* _The task_: Extract, exactly as written, all lines of the material below from the line that includes "Question. Place a dot on every instance of the tall" through its last line.

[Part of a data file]
begin
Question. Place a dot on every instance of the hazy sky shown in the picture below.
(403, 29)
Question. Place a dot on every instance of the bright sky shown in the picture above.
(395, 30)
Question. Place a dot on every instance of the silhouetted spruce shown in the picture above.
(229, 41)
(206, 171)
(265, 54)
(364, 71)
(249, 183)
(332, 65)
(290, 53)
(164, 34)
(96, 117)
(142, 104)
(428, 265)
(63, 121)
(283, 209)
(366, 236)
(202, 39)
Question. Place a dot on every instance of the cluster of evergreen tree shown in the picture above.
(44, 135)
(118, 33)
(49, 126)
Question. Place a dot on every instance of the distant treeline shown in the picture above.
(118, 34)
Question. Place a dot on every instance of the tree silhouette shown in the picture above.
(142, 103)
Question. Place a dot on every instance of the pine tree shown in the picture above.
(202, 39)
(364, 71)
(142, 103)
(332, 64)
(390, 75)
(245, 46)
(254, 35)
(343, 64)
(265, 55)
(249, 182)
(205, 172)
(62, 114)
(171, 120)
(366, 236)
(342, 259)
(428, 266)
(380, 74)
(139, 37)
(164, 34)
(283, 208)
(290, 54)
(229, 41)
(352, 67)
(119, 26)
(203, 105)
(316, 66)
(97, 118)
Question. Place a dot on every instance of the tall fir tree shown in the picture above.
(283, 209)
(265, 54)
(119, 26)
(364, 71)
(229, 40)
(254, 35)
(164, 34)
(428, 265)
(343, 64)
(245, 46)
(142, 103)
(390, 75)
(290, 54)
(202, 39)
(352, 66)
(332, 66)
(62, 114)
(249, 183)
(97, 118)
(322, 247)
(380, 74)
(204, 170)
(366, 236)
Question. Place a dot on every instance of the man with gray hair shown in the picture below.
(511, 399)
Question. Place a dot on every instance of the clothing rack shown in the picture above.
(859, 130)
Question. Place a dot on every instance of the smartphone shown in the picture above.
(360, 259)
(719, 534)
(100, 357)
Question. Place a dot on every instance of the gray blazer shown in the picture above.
end
* _Response to the task_:
Question. Place a dot on every instance of the tall fir tree shown in the picture above.
(283, 209)
(265, 54)
(119, 26)
(364, 71)
(229, 40)
(254, 35)
(164, 34)
(428, 265)
(343, 64)
(245, 46)
(142, 103)
(390, 75)
(290, 54)
(202, 39)
(352, 66)
(332, 66)
(62, 114)
(249, 183)
(97, 118)
(322, 247)
(380, 74)
(204, 170)
(366, 236)
Question. Place a dot on every instance of the man with gray hair shown in the picture below.
(511, 399)
Question. Place a dot on every instance of the clothing rack shown in the picture above.
(859, 130)
Question. Place a dot on every instance of the smartphone shown in the picture above.
(360, 259)
(719, 534)
(100, 357)
Question. Place a dot on every instance of the gray blazer shown in the picture above.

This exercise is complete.